-- Opening Marker --

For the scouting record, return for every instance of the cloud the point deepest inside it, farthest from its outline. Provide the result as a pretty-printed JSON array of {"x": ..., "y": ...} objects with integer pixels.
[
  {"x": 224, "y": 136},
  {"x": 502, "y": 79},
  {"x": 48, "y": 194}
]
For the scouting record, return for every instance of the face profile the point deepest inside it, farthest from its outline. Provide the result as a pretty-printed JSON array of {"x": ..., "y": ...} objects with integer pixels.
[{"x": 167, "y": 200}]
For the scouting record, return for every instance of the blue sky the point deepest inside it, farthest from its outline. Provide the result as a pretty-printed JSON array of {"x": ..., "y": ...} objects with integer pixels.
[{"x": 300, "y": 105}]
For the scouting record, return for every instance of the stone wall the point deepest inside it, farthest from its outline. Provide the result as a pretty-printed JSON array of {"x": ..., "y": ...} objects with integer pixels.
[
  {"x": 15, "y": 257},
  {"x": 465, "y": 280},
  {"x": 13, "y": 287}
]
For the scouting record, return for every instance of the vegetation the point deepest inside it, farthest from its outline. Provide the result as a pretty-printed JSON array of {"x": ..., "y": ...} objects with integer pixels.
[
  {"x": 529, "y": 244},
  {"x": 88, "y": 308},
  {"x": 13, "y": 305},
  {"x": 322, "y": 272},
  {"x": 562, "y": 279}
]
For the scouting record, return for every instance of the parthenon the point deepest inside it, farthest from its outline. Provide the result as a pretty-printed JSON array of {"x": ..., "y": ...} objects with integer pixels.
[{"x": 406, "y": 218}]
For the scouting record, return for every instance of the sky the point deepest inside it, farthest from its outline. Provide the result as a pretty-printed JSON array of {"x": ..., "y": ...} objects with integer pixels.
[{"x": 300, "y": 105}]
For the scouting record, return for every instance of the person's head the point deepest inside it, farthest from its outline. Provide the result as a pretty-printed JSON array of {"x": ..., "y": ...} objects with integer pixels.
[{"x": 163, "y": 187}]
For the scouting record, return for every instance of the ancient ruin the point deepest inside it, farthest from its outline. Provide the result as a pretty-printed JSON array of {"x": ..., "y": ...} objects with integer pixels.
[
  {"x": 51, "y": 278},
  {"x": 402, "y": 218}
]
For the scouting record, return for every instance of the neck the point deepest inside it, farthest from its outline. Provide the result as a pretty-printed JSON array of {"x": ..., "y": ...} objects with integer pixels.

-- Closing Marker --

— INSTRUCTIONS FOR THE TASK —
Reproduce the listing above verbatim.

— EXERCISE SOLUTION —
For the scouting record, return for every instance of the cloud the point deepest inside it, farthest from its outline. Provide the result as a pretty-printed JSON array of {"x": ..., "y": ...} objects with integer pixels.
[
  {"x": 224, "y": 136},
  {"x": 502, "y": 79},
  {"x": 48, "y": 194}
]
For the scouting record, return for every instance of the face profile the point deepest inside it, farthest from its outline. Provide the result as a pretty-printed JSON array of {"x": ..., "y": ...} objects with integer pixels.
[{"x": 167, "y": 200}]
For the scouting record, return for every instance of the blue sky the point deepest inside it, farthest from its outline. Provide the result as a pretty-printed JSON array of {"x": ..., "y": ...} objects with integer pixels.
[{"x": 300, "y": 105}]
For the scouting record, return for every instance of the stone wall the point deepest inside it, farthest from its outline. Provide the result as a pretty-printed JSON array of {"x": ..., "y": ...} objects with integer pixels.
[
  {"x": 15, "y": 257},
  {"x": 465, "y": 280},
  {"x": 13, "y": 287}
]
For the scouting record, return for every instance of the vegetation the point deepest inside it, farthest from its outline. Provide the result as a pretty-printed JSON array of {"x": ..., "y": ...} objects with integer pixels.
[
  {"x": 529, "y": 244},
  {"x": 88, "y": 308},
  {"x": 13, "y": 305},
  {"x": 322, "y": 272},
  {"x": 562, "y": 279}
]
For the scouting record, return for every instance of the parthenon the point deepest inside it, farthest from its outline. Provide the result as a pretty-printed JSON array of {"x": ..., "y": ...} objects with integer pixels.
[{"x": 406, "y": 218}]
For the scouting record, return for every instance of the sky the point deepest inside it, farthest from its outline. Provide the result as a pretty-printed JSON array of {"x": ..., "y": ...} objects with integer pixels.
[{"x": 300, "y": 105}]
For the scouting record, return for every instance of the person's head the point deepest inside it, farthest from its outline. Provide the result as a pretty-printed JSON array of {"x": ..., "y": ...} objects with integer pixels.
[{"x": 163, "y": 187}]
For the scouting record, return for every instance of the ancient ruin the point deepest inside it, farthest from its outline. Provide the result as a pretty-printed JSON array of {"x": ..., "y": ...} objects with integer pixels.
[
  {"x": 51, "y": 278},
  {"x": 402, "y": 218}
]
For the scouting record, return for every instance of the neck the point deepest inside it, farthest from its outline. Provide the result as a pretty-printed JSON array of {"x": ..., "y": ...} objects with integer pixels.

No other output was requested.